TASK OBJECTIVE: From the entries below, gather every line that contains the string "grass" and copy each one in full. Case counts.

[Collection entries]
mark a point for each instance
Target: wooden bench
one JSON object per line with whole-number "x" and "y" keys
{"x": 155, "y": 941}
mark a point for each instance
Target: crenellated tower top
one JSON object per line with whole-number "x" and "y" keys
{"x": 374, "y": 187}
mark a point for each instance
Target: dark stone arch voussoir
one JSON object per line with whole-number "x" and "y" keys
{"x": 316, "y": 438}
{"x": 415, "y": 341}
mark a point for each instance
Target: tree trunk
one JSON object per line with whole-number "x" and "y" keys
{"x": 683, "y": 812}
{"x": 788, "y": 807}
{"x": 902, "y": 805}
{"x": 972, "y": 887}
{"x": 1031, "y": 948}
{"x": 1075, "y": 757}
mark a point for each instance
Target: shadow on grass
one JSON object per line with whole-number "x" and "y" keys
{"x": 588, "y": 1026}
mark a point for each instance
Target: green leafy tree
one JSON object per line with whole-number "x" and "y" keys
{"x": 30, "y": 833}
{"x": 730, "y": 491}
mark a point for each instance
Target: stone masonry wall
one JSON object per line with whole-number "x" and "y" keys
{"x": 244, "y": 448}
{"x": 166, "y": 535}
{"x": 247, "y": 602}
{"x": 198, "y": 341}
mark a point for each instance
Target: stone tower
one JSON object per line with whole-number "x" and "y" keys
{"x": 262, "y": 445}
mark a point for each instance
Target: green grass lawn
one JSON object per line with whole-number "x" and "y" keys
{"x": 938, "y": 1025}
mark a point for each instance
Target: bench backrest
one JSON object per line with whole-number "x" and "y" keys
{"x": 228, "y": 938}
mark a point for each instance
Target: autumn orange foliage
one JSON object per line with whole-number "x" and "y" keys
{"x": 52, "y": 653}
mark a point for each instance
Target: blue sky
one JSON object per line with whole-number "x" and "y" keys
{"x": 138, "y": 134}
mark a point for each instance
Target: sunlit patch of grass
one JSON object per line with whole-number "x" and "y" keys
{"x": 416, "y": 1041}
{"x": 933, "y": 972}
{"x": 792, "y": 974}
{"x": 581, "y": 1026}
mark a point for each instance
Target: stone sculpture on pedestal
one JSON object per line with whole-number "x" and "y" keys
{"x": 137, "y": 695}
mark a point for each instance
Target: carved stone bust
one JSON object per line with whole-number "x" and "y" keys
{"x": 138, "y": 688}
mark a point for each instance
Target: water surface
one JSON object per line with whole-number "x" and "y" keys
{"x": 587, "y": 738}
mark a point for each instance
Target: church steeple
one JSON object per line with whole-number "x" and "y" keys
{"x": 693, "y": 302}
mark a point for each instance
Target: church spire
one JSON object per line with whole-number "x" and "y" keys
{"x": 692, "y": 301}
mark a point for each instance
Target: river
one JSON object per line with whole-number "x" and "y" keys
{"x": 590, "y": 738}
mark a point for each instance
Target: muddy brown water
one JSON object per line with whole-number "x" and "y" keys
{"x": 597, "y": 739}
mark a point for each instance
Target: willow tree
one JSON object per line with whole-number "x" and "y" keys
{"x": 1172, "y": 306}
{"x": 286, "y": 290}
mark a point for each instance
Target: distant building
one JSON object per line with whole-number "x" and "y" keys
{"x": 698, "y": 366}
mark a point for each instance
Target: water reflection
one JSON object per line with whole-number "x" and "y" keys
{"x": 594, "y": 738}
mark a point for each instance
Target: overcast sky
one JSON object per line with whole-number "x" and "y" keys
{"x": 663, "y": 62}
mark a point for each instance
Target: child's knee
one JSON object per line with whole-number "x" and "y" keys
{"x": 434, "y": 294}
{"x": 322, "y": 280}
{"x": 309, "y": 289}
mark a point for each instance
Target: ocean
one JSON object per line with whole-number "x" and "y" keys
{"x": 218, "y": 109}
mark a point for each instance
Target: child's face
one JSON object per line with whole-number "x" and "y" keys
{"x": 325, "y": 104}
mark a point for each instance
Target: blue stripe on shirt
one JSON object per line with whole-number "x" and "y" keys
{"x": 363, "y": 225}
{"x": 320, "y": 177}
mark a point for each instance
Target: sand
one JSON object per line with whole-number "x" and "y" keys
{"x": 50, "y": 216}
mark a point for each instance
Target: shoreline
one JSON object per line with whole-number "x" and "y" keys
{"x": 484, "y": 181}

RESPONSE FOR THIS EXERCISE:
Target: shadow on grass
Target: green grass lawn
Target: sunlit patch of grass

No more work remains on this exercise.